Copy out the records in full, word for word, without pictures.

### Input
[start]
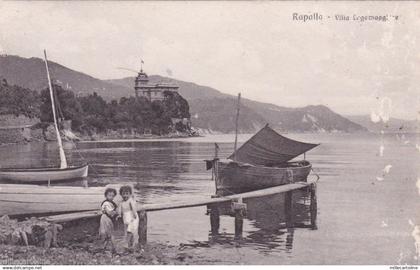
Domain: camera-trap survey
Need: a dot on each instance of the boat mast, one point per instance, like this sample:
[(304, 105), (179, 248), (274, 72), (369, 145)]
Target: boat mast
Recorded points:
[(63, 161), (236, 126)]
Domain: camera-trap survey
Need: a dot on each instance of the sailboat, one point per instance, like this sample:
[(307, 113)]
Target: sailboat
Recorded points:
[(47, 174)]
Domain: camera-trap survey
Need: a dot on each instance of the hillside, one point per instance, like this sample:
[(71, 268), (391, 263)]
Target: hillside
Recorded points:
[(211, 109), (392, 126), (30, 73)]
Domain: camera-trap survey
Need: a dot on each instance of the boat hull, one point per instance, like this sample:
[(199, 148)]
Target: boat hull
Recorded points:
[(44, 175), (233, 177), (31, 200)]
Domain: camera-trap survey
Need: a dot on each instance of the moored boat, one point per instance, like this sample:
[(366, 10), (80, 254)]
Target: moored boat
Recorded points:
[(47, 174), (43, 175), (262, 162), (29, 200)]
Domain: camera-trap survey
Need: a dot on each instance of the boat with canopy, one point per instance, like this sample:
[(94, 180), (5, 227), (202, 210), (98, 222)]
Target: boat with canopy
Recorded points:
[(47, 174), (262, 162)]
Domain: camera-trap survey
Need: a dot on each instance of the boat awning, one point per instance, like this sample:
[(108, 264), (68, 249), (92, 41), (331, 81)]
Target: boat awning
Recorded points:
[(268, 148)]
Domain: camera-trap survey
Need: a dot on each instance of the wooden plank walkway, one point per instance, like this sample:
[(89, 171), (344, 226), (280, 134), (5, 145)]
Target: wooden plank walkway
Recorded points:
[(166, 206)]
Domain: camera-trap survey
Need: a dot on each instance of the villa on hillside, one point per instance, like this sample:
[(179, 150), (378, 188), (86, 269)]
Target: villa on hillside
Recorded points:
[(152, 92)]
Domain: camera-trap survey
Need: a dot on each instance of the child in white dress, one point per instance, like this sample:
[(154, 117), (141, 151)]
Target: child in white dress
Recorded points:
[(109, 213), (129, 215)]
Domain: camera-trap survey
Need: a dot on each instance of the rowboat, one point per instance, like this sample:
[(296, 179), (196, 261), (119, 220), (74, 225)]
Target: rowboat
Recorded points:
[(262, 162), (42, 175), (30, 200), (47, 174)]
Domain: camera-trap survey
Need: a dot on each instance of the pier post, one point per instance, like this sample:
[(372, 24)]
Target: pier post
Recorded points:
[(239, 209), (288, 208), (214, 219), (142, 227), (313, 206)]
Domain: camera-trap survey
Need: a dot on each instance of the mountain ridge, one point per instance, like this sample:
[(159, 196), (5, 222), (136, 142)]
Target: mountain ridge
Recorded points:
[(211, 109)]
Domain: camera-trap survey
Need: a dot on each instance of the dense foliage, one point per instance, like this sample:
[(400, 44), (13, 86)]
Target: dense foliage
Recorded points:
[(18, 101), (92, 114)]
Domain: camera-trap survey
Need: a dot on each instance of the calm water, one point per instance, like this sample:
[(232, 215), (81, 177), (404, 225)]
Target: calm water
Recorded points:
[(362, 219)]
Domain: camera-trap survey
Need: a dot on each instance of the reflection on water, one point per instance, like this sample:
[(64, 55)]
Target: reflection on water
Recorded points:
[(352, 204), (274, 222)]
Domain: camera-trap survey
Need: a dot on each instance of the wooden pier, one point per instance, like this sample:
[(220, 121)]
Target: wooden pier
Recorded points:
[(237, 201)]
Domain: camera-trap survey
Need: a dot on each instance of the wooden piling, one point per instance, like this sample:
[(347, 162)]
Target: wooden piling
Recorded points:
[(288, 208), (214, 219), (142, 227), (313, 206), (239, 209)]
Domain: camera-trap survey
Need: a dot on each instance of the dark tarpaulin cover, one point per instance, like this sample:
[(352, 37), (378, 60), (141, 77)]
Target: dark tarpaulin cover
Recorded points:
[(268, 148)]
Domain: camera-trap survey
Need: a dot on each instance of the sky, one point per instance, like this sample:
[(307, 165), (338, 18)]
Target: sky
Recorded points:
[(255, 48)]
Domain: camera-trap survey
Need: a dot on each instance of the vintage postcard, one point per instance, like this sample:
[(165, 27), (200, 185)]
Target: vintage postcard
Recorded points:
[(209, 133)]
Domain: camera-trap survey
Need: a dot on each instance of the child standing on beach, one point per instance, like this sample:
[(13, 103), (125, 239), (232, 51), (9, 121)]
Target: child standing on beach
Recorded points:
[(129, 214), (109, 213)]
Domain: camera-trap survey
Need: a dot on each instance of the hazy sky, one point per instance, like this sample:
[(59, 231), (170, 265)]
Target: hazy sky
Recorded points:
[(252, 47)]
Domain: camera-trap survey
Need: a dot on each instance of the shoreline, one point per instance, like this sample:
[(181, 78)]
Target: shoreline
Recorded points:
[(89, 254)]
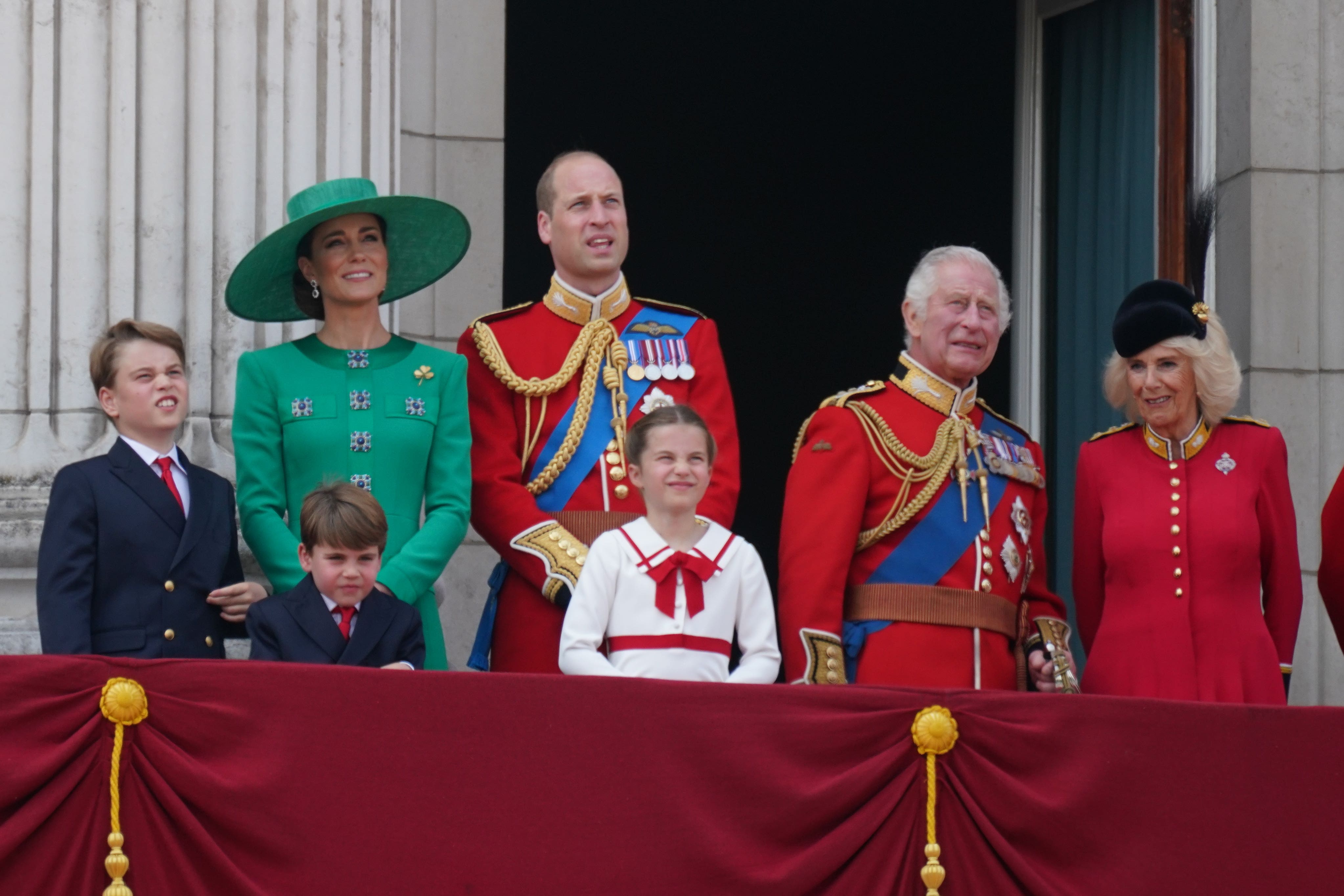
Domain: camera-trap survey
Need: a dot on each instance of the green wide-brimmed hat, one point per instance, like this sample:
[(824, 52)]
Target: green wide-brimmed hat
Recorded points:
[end]
### Completed exercise
Domain: camera-trap survey
Need: a dot on each instance of the boat mast, one point per instance, like this sample:
[(304, 105), (179, 248), (274, 72), (369, 145)]
Target: boat mast
Recorded points:
[(63, 161), (236, 126)]
Domain: camera-trap survey
Need: a dot on each instance of the sailboat, one point per instance, like this sample:
[(307, 113)]
Target: sailboat
Recorded points:
[(47, 174)]
Domain: camera-trap survey
Need: a dot on each instance of the hillside, one point per instance, like this sample:
[(71, 268), (391, 263)]
Target: hillside
Recorded points:
[(211, 109), (392, 126), (30, 73)]
Domain: camera-trap survey
Need: a dot on each instance of the boat hull, one point per instance, like this sample:
[(199, 148)]
Target: boat hull
Recorded points:
[(44, 175), (233, 177), (31, 200)]
Domain: camera-trap survey
Need: a dot on each instance of the moored boat, one point per instance, like this sample:
[(366, 10), (80, 254)]
Target: moored boat
Recorded points:
[(47, 174), (43, 175), (262, 162), (29, 200)]
Domain: camera-trap survey
Need: a dot on each instance of the boat with canopy, one point per instance, like this sample:
[(94, 180), (5, 227), (202, 210), (98, 222)]
Target: boat with canopy
Recorded points:
[(47, 174), (262, 162)]
Domain: camera-trap survey
Need: a dot on each instance of the boat awning, one point per instance, like this sample:
[(108, 264), (68, 249), (92, 41), (331, 81)]
Target: boat awning
Recorded points:
[(268, 148)]
Domain: camera-trap survey
Need: a dot on each instance of the wooden plank walkway, one point per instance, like this sample:
[(89, 171), (344, 226), (280, 134), (5, 145)]
Target: wooden plank walkway
Recorded points:
[(166, 206)]
Domain: camera-trap survey
Need: a dot on each instance of the villa on hillside, one point per instance, like this sample:
[(179, 150), (378, 188), (86, 269)]
Target: villa on hillside
Recorded points:
[(152, 92)]
Domain: camera-trap survey
Need: a dot on each instance of the child in white dress, one point per instance, like this sample:
[(154, 117), (141, 151)]
Target: child in white dress
Recorded points:
[(109, 213), (129, 215)]
Domain: camera-trap survey
Need: a dot on each instance of the rowboat, one point per instance, like this sample:
[(296, 179), (196, 261), (119, 220), (74, 225)]
Target: rowboat
Recorded points:
[(262, 162), (42, 175), (30, 200), (47, 174)]
Domain: camera-trap survey
Need: a dot on each instance of the pier post, one point per instance, like this sample:
[(372, 24)]
Target: pier post
Recorded points:
[(239, 209), (288, 208), (214, 219), (142, 227), (313, 206)]
Domain: camera-trap survey
Need: a dot on each instance of the mountain ridge, one point per instance, like this sample:
[(159, 196), (5, 222), (136, 142)]
Target: mountain ridge
Recorded points:
[(211, 109)]
Domain: camera-trap survey
Need: a dot on each instance of the dense foliage, one point per instance, like this sample:
[(400, 44), (13, 86)]
Target: dense foliage
Recorded points:
[(18, 101), (92, 114)]
Domain: camera-trap survey
Need: a dot on each instance of the calm water, one point per instance, like this sample:
[(232, 215), (81, 177), (404, 225)]
Target: calm water
Recorded points:
[(362, 219)]
Domain: camera-trap survey
Need: a dot on each instance of the reflection on water, one point per instance, like this sample:
[(64, 55)]
Target: reflection on water
Recorded points:
[(352, 204), (274, 222)]
Domain: camera-trap survey
Need: a dot on each instance of the wooden pier, one point per instance, like this sample:
[(220, 121)]
Target: wooden pier
Recorded points:
[(237, 201)]
Domain: camera-trap survey
Need: a dot on each instance of the wooden piling, one point per instance, like this sample:
[(347, 162)]
Target: wooden piling
Recorded points:
[(288, 208), (214, 219), (142, 227), (313, 206), (239, 209)]
Domain: camera-trap survey
Need: a dot on each instance of the dark tarpaulin cover, one point per instance, like this sample:
[(352, 37), (378, 60), (141, 77)]
Target: dark tarpaulin cover
Recorded points:
[(268, 148)]
Domain: camera-trap survey
Need: a dot on each instance of the sky, one point per instance, like this sample:
[(307, 165), (338, 18)]
Target: sky
Recorded points:
[(255, 48)]
Domain: camera-trap survey
Need: a dot on each instance of the vintage postcard, one point per instance, like this sample:
[(165, 27), (200, 185)]
Target: vintage postcard
Recorded points:
[(209, 133)]
Domain: camera-trap survey
Need: a dot on each instance of the child standing on beach, one point per instance, like this sample:
[(13, 103), (125, 239), (232, 51), (9, 121)]
Target: child standing on beach
Recorded points:
[(129, 214), (109, 213)]
Domain: camera-trap survey
Need: a dot on each instance of the hazy sky, one point per instance, like this sample:
[(59, 231), (170, 265)]
Target: hazy sky
Recorded points:
[(252, 47)]
Domain: camera-trap survey
Need: a dot on each instance of the shoreline, one point per instance, like this sample:
[(181, 78)]
Target: shoreline
Recorded points:
[(89, 254)]
Domain: camera-trap survey
Need: a dot on each instance of the green wide-brimmed hat, one point per instance, like this sample:
[(824, 52)]
Target: green wide-brimmed hat
Recorded points:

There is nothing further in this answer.